## WORK INSTRUCTION
Reproduce the essay about the Ski Bomb below in full, word for word, including its heading.

## SUPPLIED PASSAGE
News in English

How I Learned to Stop Worrying and Love the Ski Bomb

Boy, did I ever have it wrong. After diving into the deep end on divisive issues in skiing, exploring how our sport intersects with broader movements like politics, identity, and meaning (silly me for following my passion!); after analyzing why things happen instead of taking them for granted like a good boy, I finally came around to the truth. Why worry so much about why things are the way they are? Let’s just get on with it already, and learn to love the Ski Bomb.

What is the Ski Bomb, you ask? Oh, well, it hangs over all of us, you see! Built by debt-leveraging finance bros, influencers, and–the deepest thinkers of them all–anonymous Instagram commenters, it’s a neat and tidy message spread over wonderful social media to all us skiers: Don’t think, ski! it says. Don’t worry, buy! it entreats; Fear not, repost! Those messages hang over my computer at my desk on a post-it note. I might start making bumper stickers.

Yes, I mostly learned of this on the natural, organic world of social media. There, I was put in my place by the rational and thoughtful hivemind. It told me a few times to give it a rest; that delving into touchy subjects in our subculture or investigating how skiing just might be political not only perpetuates a negative culture war, it creates it. Shit; what a mistake to source from decades of examples in magazines and blogs from inside and outside of skiing in the hopes of having a wider discussion. Oops, I guess I should have known better than to harsh skiing’s mellow. My bad!

## DATA SHOWN
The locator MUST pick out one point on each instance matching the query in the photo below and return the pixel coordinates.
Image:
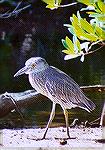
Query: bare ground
(55, 138)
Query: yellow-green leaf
(66, 52)
(86, 26)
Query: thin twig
(14, 12)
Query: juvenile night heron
(57, 86)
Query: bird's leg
(67, 123)
(50, 119)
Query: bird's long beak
(21, 71)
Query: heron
(57, 86)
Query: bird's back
(61, 88)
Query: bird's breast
(38, 83)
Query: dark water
(44, 30)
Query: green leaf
(100, 32)
(64, 44)
(70, 44)
(86, 26)
(78, 45)
(100, 6)
(66, 52)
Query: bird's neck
(40, 70)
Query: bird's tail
(88, 105)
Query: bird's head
(33, 65)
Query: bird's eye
(33, 65)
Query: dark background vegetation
(37, 31)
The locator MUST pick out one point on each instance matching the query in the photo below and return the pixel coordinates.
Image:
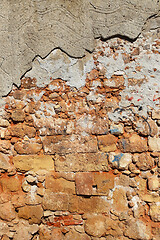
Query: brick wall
(83, 163)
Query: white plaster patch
(60, 65)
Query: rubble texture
(69, 25)
(80, 138)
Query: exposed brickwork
(68, 171)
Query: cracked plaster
(34, 28)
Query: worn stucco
(35, 27)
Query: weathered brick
(145, 161)
(4, 161)
(135, 143)
(95, 225)
(10, 184)
(18, 115)
(26, 163)
(7, 212)
(69, 144)
(155, 212)
(84, 183)
(59, 185)
(154, 144)
(32, 213)
(107, 143)
(81, 162)
(55, 201)
(27, 147)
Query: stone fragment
(133, 144)
(156, 114)
(32, 213)
(10, 184)
(26, 187)
(95, 225)
(55, 201)
(56, 234)
(31, 198)
(103, 183)
(41, 191)
(5, 237)
(107, 143)
(120, 203)
(20, 130)
(26, 163)
(59, 185)
(27, 147)
(5, 146)
(150, 198)
(75, 236)
(96, 204)
(31, 179)
(81, 162)
(18, 200)
(120, 161)
(117, 129)
(44, 233)
(4, 161)
(25, 231)
(7, 212)
(145, 162)
(114, 82)
(153, 183)
(4, 122)
(136, 229)
(155, 212)
(147, 127)
(69, 144)
(84, 183)
(18, 115)
(154, 144)
(92, 125)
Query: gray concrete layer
(35, 27)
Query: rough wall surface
(35, 27)
(80, 146)
(80, 137)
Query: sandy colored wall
(80, 136)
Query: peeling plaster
(35, 27)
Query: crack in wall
(31, 28)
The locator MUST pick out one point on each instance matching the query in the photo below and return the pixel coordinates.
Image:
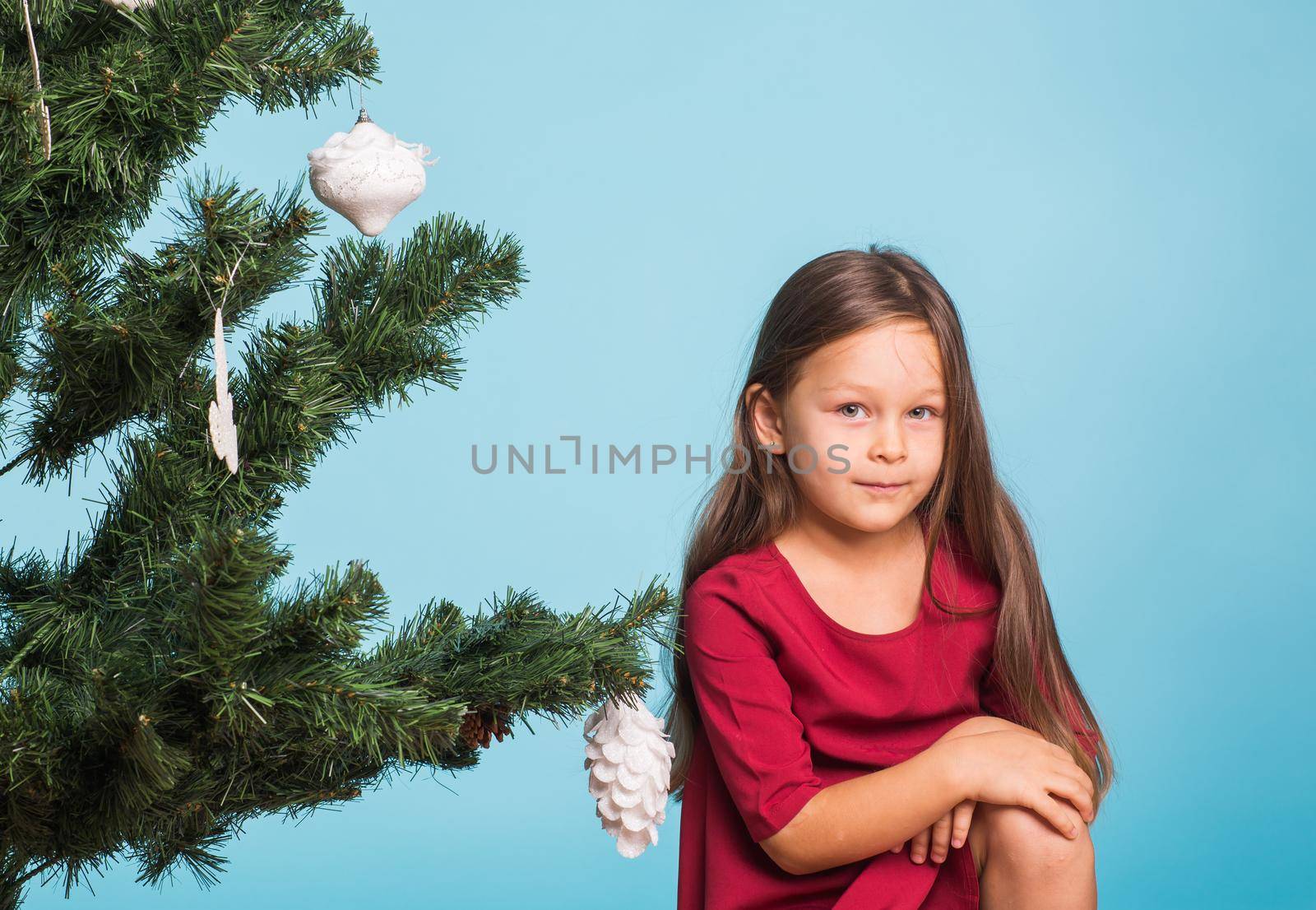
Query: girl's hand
(949, 830)
(1022, 768)
(952, 829)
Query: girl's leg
(1026, 864)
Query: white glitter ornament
(224, 432)
(629, 764)
(368, 175)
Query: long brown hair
(826, 299)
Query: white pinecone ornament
(629, 764)
(368, 175)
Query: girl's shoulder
(740, 573)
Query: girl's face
(866, 408)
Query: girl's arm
(869, 814)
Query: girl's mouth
(882, 488)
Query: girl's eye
(921, 407)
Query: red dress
(790, 702)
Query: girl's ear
(767, 418)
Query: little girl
(866, 655)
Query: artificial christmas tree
(157, 686)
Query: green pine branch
(160, 682)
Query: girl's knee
(1020, 838)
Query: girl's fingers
(964, 815)
(941, 838)
(1077, 794)
(919, 846)
(1059, 814)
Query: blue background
(1116, 197)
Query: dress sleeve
(995, 701)
(745, 710)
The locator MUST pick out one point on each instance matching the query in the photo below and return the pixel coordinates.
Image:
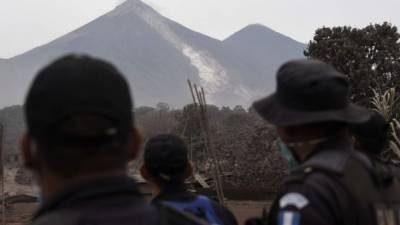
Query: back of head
(79, 113)
(165, 159)
(371, 136)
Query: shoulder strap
(59, 217)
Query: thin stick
(191, 91)
(212, 149)
(203, 127)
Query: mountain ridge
(158, 55)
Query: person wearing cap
(166, 167)
(80, 137)
(329, 183)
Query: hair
(69, 149)
(371, 136)
(165, 159)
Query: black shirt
(317, 197)
(104, 202)
(179, 193)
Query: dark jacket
(336, 185)
(105, 202)
(179, 193)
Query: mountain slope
(157, 55)
(263, 50)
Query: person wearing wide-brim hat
(312, 111)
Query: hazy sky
(25, 24)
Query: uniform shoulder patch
(293, 199)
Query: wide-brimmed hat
(310, 91)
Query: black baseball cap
(79, 85)
(165, 156)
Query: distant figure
(329, 182)
(371, 137)
(80, 137)
(166, 167)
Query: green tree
(370, 57)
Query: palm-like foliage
(384, 103)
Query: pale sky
(25, 24)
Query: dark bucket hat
(310, 91)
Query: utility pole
(3, 205)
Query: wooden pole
(209, 147)
(212, 149)
(191, 91)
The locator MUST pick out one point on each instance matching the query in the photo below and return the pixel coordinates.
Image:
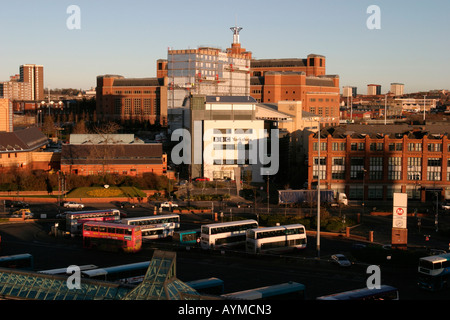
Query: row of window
(379, 146)
(376, 168)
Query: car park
(15, 204)
(243, 205)
(201, 179)
(168, 204)
(341, 260)
(126, 204)
(73, 205)
(22, 213)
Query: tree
(80, 127)
(49, 127)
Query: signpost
(399, 221)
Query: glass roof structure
(160, 283)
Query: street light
(318, 193)
(364, 187)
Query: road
(239, 271)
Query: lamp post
(424, 107)
(364, 187)
(318, 192)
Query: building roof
(22, 141)
(278, 63)
(393, 131)
(160, 283)
(230, 99)
(138, 82)
(267, 111)
(111, 154)
(104, 139)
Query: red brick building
(302, 80)
(142, 99)
(374, 161)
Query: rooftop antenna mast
(236, 31)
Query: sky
(411, 45)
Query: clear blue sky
(127, 37)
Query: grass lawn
(111, 192)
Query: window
(147, 106)
(414, 168)
(356, 168)
(395, 168)
(338, 168)
(319, 168)
(376, 168)
(127, 106)
(137, 106)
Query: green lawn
(100, 192)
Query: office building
(205, 71)
(397, 89)
(132, 99)
(374, 161)
(373, 89)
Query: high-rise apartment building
(6, 116)
(29, 85)
(373, 89)
(34, 75)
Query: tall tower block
(6, 116)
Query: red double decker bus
(112, 236)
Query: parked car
(73, 205)
(22, 213)
(446, 205)
(61, 215)
(341, 260)
(201, 179)
(15, 204)
(244, 205)
(127, 204)
(168, 204)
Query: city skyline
(128, 39)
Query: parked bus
(132, 273)
(75, 220)
(155, 227)
(187, 237)
(279, 238)
(63, 271)
(225, 234)
(23, 261)
(384, 293)
(112, 236)
(434, 272)
(214, 286)
(290, 290)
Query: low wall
(386, 214)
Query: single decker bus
(225, 234)
(276, 239)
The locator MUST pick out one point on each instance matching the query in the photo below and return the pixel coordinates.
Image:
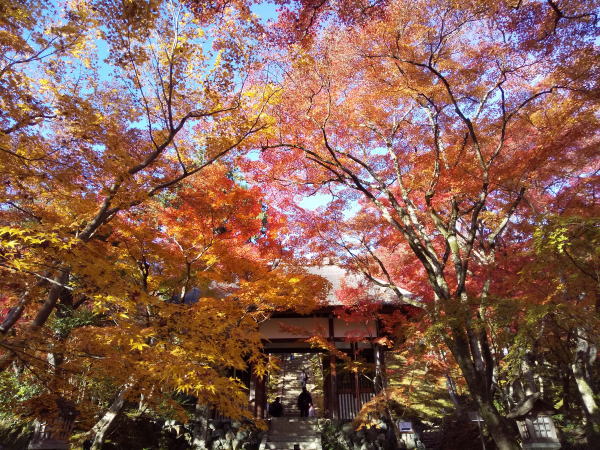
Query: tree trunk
(99, 430)
(480, 391)
(585, 356)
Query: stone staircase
(293, 433)
(287, 383)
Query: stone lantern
(533, 416)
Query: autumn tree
(108, 108)
(104, 106)
(445, 123)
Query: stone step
(292, 446)
(307, 434)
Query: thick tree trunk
(585, 356)
(480, 390)
(99, 430)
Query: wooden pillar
(258, 396)
(333, 399)
(380, 375)
(261, 397)
(356, 380)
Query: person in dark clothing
(304, 402)
(303, 378)
(276, 408)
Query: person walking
(304, 402)
(303, 378)
(276, 408)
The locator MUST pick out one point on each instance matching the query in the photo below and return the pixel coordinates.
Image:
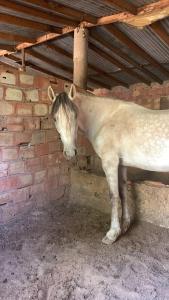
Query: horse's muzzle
(68, 154)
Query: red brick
(52, 135)
(38, 137)
(16, 168)
(55, 146)
(37, 188)
(31, 123)
(34, 164)
(64, 180)
(44, 96)
(41, 82)
(3, 166)
(52, 182)
(6, 108)
(26, 152)
(8, 183)
(3, 173)
(53, 171)
(23, 137)
(1, 92)
(24, 180)
(40, 176)
(9, 154)
(6, 139)
(41, 149)
(24, 109)
(14, 120)
(47, 123)
(14, 127)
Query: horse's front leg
(126, 218)
(110, 167)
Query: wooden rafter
(135, 48)
(122, 4)
(18, 21)
(30, 11)
(58, 65)
(16, 38)
(160, 7)
(115, 62)
(120, 54)
(91, 66)
(160, 31)
(64, 10)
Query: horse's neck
(93, 113)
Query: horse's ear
(51, 93)
(72, 92)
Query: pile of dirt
(56, 253)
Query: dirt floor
(57, 253)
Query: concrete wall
(32, 167)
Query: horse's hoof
(125, 225)
(111, 237)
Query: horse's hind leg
(110, 167)
(126, 218)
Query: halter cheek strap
(51, 94)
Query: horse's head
(64, 113)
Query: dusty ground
(57, 254)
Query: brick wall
(32, 167)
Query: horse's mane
(62, 100)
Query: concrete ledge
(149, 200)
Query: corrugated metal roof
(145, 39)
(140, 3)
(96, 8)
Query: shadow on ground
(57, 253)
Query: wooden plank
(122, 17)
(120, 54)
(149, 14)
(135, 48)
(16, 38)
(22, 22)
(124, 5)
(160, 31)
(64, 10)
(106, 75)
(36, 13)
(116, 62)
(80, 57)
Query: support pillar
(80, 57)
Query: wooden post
(80, 57)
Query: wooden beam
(99, 84)
(91, 66)
(80, 57)
(31, 11)
(7, 47)
(120, 54)
(124, 5)
(149, 14)
(64, 10)
(115, 62)
(22, 22)
(135, 48)
(122, 17)
(112, 78)
(15, 38)
(160, 31)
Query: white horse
(122, 134)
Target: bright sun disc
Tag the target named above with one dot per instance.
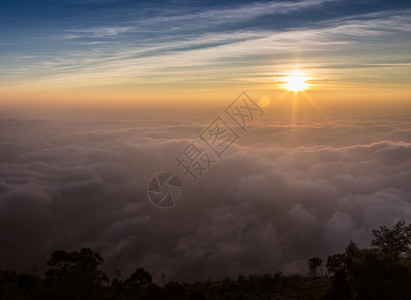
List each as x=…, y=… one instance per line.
x=296, y=82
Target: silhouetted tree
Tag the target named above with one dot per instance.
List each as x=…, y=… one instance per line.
x=75, y=275
x=393, y=241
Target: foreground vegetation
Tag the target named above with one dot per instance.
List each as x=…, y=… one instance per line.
x=380, y=272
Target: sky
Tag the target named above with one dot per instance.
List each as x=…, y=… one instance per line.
x=97, y=97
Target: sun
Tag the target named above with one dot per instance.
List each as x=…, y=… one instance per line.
x=296, y=81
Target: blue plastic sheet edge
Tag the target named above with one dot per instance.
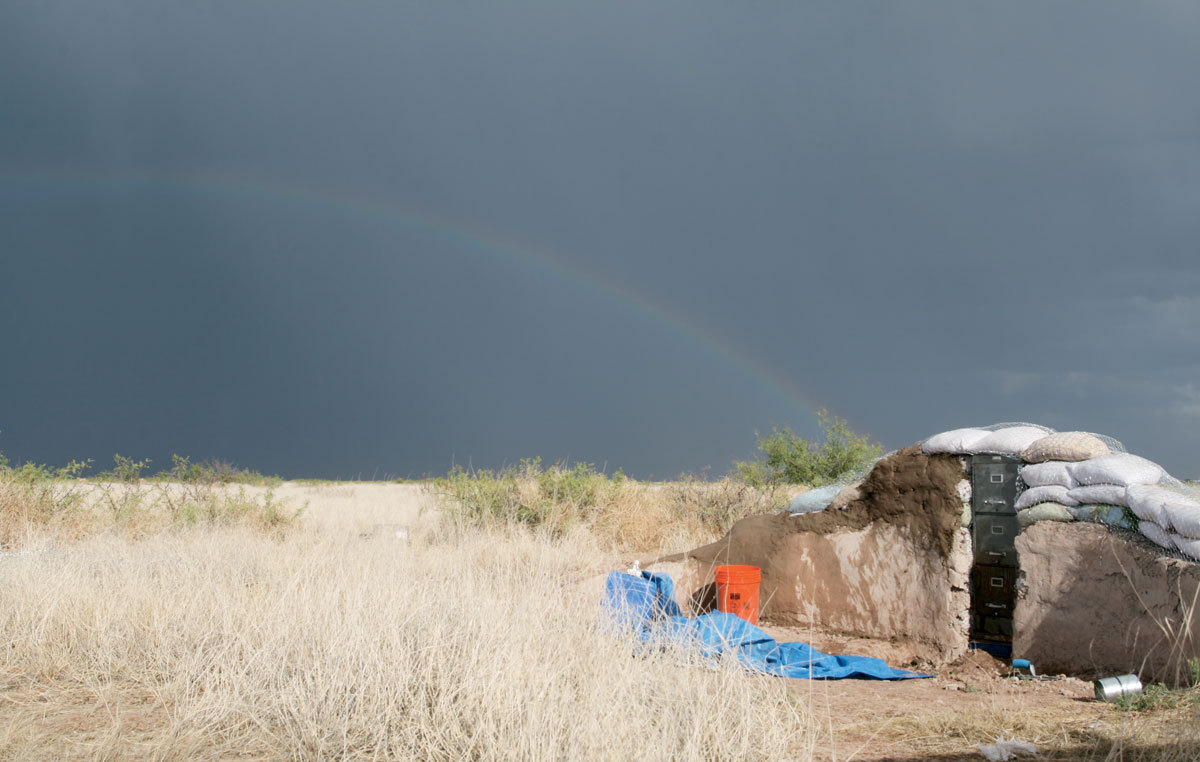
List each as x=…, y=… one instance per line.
x=646, y=605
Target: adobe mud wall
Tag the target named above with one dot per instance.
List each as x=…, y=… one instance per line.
x=892, y=564
x=1097, y=603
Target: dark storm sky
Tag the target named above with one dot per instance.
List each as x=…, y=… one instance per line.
x=919, y=215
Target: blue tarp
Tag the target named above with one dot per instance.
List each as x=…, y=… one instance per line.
x=646, y=604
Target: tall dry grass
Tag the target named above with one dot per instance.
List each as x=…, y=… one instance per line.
x=479, y=645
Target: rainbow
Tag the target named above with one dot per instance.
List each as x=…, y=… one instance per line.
x=437, y=227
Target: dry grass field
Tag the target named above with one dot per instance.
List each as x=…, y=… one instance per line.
x=253, y=635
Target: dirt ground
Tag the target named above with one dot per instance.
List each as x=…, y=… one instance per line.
x=973, y=701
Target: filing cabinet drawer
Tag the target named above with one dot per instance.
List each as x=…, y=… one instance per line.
x=994, y=537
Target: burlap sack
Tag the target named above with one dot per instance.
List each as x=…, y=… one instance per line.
x=1067, y=445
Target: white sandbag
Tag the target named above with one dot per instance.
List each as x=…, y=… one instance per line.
x=1149, y=503
x=1065, y=445
x=1044, y=511
x=814, y=499
x=1117, y=468
x=1012, y=441
x=1156, y=534
x=1183, y=515
x=964, y=490
x=1051, y=493
x=1099, y=495
x=1188, y=546
x=1110, y=515
x=1049, y=474
x=958, y=441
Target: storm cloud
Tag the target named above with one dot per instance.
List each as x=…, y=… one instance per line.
x=340, y=239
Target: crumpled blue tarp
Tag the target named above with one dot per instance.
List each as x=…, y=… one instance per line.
x=646, y=604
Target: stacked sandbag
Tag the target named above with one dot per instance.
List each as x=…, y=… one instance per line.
x=1061, y=487
x=814, y=501
x=1075, y=475
x=957, y=442
x=1167, y=517
x=1065, y=445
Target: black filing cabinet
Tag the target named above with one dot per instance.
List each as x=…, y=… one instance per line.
x=994, y=529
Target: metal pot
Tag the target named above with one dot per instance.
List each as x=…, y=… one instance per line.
x=1113, y=688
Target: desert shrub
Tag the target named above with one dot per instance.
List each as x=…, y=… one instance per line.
x=39, y=496
x=718, y=505
x=550, y=499
x=214, y=472
x=621, y=511
x=60, y=504
x=790, y=459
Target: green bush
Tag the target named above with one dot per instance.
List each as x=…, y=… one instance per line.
x=789, y=459
x=547, y=498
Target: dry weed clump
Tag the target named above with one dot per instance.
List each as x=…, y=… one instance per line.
x=225, y=643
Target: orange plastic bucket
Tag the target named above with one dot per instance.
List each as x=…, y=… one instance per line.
x=737, y=591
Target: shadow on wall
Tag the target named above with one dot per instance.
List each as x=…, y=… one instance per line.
x=1098, y=603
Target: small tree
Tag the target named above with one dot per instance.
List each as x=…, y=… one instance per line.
x=789, y=459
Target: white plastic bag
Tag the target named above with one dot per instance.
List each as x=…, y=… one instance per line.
x=1006, y=749
x=1119, y=468
x=1099, y=495
x=1011, y=441
x=1051, y=493
x=1182, y=514
x=1044, y=511
x=1156, y=534
x=1149, y=503
x=958, y=441
x=1188, y=546
x=1049, y=474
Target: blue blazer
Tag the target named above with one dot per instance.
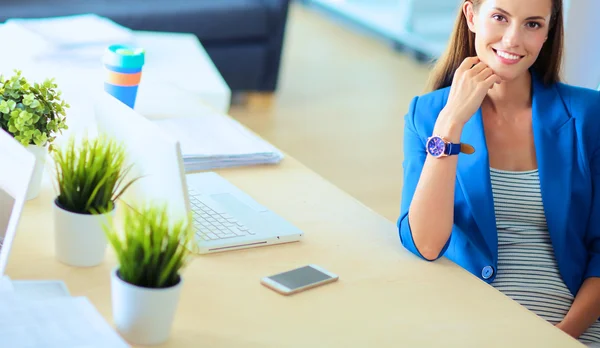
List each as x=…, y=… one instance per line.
x=566, y=129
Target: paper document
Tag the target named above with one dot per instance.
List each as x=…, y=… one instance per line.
x=76, y=31
x=76, y=39
x=40, y=289
x=212, y=140
x=64, y=322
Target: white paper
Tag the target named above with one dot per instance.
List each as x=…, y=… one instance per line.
x=6, y=285
x=64, y=322
x=40, y=289
x=211, y=140
x=76, y=30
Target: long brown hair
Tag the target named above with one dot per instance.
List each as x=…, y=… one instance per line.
x=462, y=45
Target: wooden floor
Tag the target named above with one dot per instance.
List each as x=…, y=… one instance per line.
x=339, y=107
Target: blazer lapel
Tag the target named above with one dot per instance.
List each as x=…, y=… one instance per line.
x=473, y=174
x=553, y=131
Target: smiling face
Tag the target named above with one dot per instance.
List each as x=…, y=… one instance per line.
x=509, y=34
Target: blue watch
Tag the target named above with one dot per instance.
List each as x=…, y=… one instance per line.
x=438, y=147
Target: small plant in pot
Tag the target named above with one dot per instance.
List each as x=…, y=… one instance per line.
x=151, y=249
x=33, y=114
x=90, y=176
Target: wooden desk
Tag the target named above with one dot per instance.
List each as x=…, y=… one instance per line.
x=385, y=297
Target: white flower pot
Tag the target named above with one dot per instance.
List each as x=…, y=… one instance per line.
x=40, y=153
x=79, y=239
x=143, y=316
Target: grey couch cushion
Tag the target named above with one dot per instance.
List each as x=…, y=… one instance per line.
x=208, y=19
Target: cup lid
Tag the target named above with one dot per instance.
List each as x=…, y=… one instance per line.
x=124, y=56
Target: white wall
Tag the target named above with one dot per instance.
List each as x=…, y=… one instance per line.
x=582, y=47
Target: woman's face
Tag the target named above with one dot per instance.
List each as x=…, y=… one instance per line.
x=509, y=34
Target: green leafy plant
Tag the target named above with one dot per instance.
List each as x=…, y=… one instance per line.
x=32, y=114
x=151, y=249
x=90, y=174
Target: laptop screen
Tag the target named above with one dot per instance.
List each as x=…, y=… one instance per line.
x=7, y=203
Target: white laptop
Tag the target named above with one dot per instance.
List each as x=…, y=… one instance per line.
x=225, y=218
x=14, y=184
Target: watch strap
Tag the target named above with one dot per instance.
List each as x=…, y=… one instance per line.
x=452, y=149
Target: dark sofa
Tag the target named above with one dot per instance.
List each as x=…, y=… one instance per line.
x=244, y=38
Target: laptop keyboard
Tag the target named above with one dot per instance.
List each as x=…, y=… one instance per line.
x=211, y=224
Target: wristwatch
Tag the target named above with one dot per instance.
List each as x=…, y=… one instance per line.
x=437, y=146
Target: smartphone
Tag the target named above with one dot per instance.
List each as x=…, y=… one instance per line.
x=299, y=279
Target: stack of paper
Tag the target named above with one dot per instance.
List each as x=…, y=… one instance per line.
x=212, y=140
x=52, y=321
x=77, y=38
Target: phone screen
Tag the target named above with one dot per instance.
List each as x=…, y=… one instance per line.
x=300, y=277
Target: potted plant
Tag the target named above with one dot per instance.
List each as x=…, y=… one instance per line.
x=33, y=115
x=151, y=250
x=89, y=179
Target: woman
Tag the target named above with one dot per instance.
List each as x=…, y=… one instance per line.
x=502, y=164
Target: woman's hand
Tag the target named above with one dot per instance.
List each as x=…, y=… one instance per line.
x=471, y=83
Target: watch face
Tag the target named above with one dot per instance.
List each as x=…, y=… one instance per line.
x=436, y=146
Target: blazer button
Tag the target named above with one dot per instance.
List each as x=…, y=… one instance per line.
x=487, y=272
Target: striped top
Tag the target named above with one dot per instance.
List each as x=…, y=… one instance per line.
x=527, y=271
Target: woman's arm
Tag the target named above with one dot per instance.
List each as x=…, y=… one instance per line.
x=584, y=311
x=427, y=212
x=431, y=211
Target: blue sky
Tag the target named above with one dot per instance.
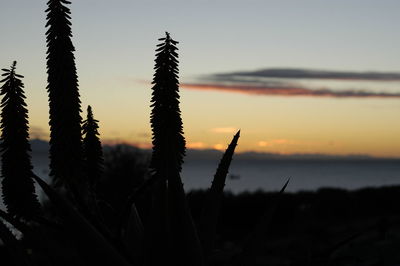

## YOUR SOLUTION
News in English

How I Learned to Stop Worrying and Love the Ski Bomb

Boy, did I ever have it wrong. After diving into the deep end on divisive issues in skiing, exploring how our sport intersects with broader movements like politics, identity, and meaning (silly me for following my passion!); after analyzing why things happen instead of taking them for granted like a good boy, I finally came around to the truth. Why worry so much about why things are the way they are? Let’s just get on with it already, and learn to love the Ski Bomb.

What is the Ski Bomb, you ask? Oh, well, it hangs over all of us, you see! Built by debt-leveraging finance bros, influencers, and–the deepest thinkers of them all–anonymous Instagram commenters, it’s a neat and tidy message spread over wonderful social media to all us skiers: Don’t think, ski! it says. Don’t worry, buy! it entreats; Fear not, repost! Those messages hang over my computer at my desk on a post-it note. I might start making bumper stickers.

Yes, I mostly learned of this on the natural, organic world of social media. There, I was put in my place by the rational and thoughtful hivemind. It told me a few times to give it a rest; that delving into touchy subjects in our subculture or investigating how skiing just might be political not only perpetuates a negative culture war, it creates it. Shit; what a mistake to source from decades of examples in magazines and blogs from inside and outside of skiing in the hopes of having a wider discussion. Oops, I guess I should have known better than to harsh skiing’s mellow. My bad!